◆ **Short task**:
Output an exact reproduction of the data.

◆ **Available data**:
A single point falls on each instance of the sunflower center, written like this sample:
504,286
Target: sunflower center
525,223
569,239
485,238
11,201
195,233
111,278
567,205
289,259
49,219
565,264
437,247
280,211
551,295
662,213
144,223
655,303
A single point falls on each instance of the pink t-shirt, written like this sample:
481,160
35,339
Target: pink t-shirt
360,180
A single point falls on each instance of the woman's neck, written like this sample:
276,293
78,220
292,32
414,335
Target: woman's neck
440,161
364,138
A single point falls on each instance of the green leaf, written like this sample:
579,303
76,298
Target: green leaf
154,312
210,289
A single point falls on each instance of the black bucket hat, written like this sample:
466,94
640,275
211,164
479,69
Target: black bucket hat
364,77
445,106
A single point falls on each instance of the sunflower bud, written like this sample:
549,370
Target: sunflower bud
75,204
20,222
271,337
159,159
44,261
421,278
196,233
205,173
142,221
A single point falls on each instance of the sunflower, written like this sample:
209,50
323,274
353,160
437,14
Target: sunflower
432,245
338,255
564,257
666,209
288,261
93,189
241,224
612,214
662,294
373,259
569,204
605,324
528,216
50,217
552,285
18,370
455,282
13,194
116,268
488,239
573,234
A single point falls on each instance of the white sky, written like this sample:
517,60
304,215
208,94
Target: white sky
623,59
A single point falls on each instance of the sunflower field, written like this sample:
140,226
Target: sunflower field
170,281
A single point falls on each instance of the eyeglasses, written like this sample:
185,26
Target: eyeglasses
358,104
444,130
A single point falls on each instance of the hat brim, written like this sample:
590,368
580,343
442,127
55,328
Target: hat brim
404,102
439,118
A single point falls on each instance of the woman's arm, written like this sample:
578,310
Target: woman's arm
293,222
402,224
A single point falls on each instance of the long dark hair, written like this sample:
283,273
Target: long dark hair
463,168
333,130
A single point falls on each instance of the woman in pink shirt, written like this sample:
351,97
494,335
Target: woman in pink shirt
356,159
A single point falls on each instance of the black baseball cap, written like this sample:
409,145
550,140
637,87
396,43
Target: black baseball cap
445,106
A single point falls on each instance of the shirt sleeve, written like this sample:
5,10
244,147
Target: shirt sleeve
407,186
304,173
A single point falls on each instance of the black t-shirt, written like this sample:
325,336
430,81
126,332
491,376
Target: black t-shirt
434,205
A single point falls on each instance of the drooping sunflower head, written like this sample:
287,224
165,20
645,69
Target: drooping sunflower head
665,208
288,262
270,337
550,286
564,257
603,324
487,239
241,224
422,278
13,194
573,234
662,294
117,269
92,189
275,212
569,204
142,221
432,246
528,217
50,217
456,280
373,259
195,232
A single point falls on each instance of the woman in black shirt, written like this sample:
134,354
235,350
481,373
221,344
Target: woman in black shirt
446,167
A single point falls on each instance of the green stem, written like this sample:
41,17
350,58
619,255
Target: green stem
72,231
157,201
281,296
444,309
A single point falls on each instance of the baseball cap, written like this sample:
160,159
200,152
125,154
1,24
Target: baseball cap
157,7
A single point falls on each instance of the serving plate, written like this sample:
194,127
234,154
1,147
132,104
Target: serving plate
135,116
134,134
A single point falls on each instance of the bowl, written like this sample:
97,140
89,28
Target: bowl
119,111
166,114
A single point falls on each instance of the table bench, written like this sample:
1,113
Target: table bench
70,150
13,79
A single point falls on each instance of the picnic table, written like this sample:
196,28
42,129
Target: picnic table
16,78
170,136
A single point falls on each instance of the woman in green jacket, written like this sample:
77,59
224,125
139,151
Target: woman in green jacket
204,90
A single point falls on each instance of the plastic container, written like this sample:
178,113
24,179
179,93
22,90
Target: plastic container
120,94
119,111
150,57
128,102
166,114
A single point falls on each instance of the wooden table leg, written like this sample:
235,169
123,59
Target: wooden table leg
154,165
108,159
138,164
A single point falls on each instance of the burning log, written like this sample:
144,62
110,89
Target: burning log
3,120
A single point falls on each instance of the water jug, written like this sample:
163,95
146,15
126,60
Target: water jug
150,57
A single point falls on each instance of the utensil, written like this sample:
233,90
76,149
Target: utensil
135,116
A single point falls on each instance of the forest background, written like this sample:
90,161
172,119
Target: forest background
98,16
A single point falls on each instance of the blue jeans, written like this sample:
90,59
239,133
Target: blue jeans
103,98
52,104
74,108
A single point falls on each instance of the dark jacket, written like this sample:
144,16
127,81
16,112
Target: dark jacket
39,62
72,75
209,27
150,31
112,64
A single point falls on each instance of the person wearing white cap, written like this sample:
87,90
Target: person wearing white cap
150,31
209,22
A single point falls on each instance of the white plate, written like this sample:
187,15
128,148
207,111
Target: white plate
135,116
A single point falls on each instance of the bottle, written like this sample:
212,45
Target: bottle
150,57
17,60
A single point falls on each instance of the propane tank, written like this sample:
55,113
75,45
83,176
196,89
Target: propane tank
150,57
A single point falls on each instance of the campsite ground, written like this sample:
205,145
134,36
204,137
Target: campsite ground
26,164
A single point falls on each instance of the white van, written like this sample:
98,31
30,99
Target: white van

◆ **Response below**:
A single point falls on each instance of the sunflower center, written like this sample:
504,286
Target: sunflower center
525,223
569,239
485,238
11,201
195,233
111,278
567,205
289,259
49,219
565,264
437,247
280,211
551,295
662,213
144,223
655,303
A single point falls on each instance of the pink t-shirt, written like this sample:
481,160
35,339
Target: pink t-shirt
360,180
A single point falls on each instance of the woman's neck, written like this sample:
276,293
78,220
292,32
414,335
Target: woman's neck
440,161
364,138
A single point falls on each instance of the green leaf, written like this sample:
579,303
76,298
Target: green leaf
154,312
210,289
A single point falls on each instance of the black bucket hat, written like this sample:
466,94
640,275
211,164
479,69
Target: black bucket hat
364,77
445,106
A single point falls on each instance of the sunflower bud, written like this sample:
549,370
Target: sunflower bud
75,204
20,222
271,337
159,159
44,261
421,278
196,233
205,173
142,221
A single point falls on each instance of the sunflower, written like this sample:
209,50
323,274
353,160
437,14
Target: sunflower
432,245
338,255
564,257
666,209
288,261
93,189
241,224
612,214
662,294
373,259
569,204
605,324
528,216
50,217
552,285
18,370
455,282
13,194
116,268
488,239
573,234
A single point falls on each instance of the white sky, written like this sample:
517,60
304,215
208,94
Target: white sky
623,59
A single point falls on each instance of the sunflower field, written like this sample:
140,226
Target: sunflower field
170,281
A single point falls on each instance of the eyeglasses, written like this sample:
185,26
Target: eyeglasses
358,104
444,130
A single point falls on each instance of the hat brim, written like this sample:
590,368
580,343
442,127
55,328
Target: hat brim
404,102
439,118
A single point falls on each instance of the woman's arm, written like this sample:
578,310
Target: woman's arm
293,222
402,224
A single point falls on each instance of the long dark hair, written like this sample:
283,273
Target: long dark hair
463,168
333,130
A single point falls on each instance of the woman in pink shirt, written like this sample:
351,97
494,335
Target: woman in pink shirt
356,159
A single point falls on each instance of the black baseball cap, written like this sample:
409,145
550,140
637,87
396,43
Target: black baseball cap
445,106
A single point falls on each instance of the shirt sleeve, written like this sample:
5,10
244,147
Target: shirt sleeve
407,186
304,173
A single point falls on each instance of the black t-shirt, written like this sample:
325,336
430,81
126,332
491,376
Target: black t-shirt
434,205
A single point falls on each instance of the drooping sunflower head, written like this sample:
287,224
165,20
645,69
Target: drooping sunflower head
665,208
288,262
270,337
550,286
564,257
603,324
487,239
241,224
422,278
13,194
573,234
662,294
117,269
92,189
275,212
569,204
142,221
432,246
528,217
50,217
456,280
373,259
195,232
A single point falls on each instance of the woman in black shirt, written like this sample:
134,354
235,350
481,373
221,344
Target: woman in black shirt
446,167
A single point falls on each instance of the green stem, written like this sample:
41,17
350,58
619,255
Target: green stem
72,231
157,201
281,296
444,309
A single point falls on each instance of the baseball cap, written like this sample:
160,159
200,152
125,154
1,24
Target: baseball cap
157,7
A single point falls on each instance of the serving plate, written like this sample:
194,127
234,154
1,147
132,104
Target: serving plate
135,116
134,134
A single point falls on each instance of the bowl, written like this sample:
97,140
89,28
Target: bowl
119,111
166,114
A single point falls on each instance of the table bench, written like this sample:
1,113
Target: table bench
70,150
13,79
A single point falls on each instance of the picnic table, written like this sample:
196,28
42,129
Target: picnic table
16,78
170,136
A single point falls on each instance of the woman in green jacket, written like this sample:
77,59
224,125
139,151
Target: woman in green jacket
204,90
A single point falls on each instance of the plastic container, written like this sample:
178,113
24,179
179,93
22,90
Target: plastic container
120,94
119,111
150,57
128,102
166,114
A single point falls on each instance of the wooden table leg, written like this sample:
235,169
123,59
Target: wooden table leg
154,165
108,159
138,164
A single point falls on each instance of the burning log, written like this sample:
144,62
110,89
Target: burning log
3,120
A single point falls on each instance of the water jug, written like this sample:
163,95
146,15
126,60
Target: water jug
150,57
A single point falls on each instance of the utensil, written like this sample:
233,90
76,149
Target: utensil
135,116
A single point falls on each instance of the forest background, written like this sample:
90,161
172,119
Target: forest background
98,16
A single point falls on each instance of the blue jeans, written like this sample:
90,59
239,133
Target: blue jeans
103,98
52,104
74,108
A single point falls on each instance of the dark jacket, written like this sample:
144,16
127,81
16,112
Target: dark jacket
39,62
72,75
209,27
150,31
112,64
A single point falls on each instance of the person wearing white cap, written like this sample:
87,90
Target: person wearing white cap
150,31
209,22
A single point falls on each instance of the white plate, written like this sample:
187,15
128,148
207,111
Target: white plate
135,116
A single point falls on each instance of the bottle, written like this sample:
212,45
Target: bottle
150,57
17,60
A single point falls on each instance of the propane tank, written like this sample:
55,113
75,45
83,176
196,89
Target: propane tank
150,57
A single point falls on each instance of the campsite ground, written like this sample:
205,145
134,36
204,137
Target: campsite ground
26,164
A single point falls on each instance of the white van, written like this sample:
98,31
30,99
Target: white van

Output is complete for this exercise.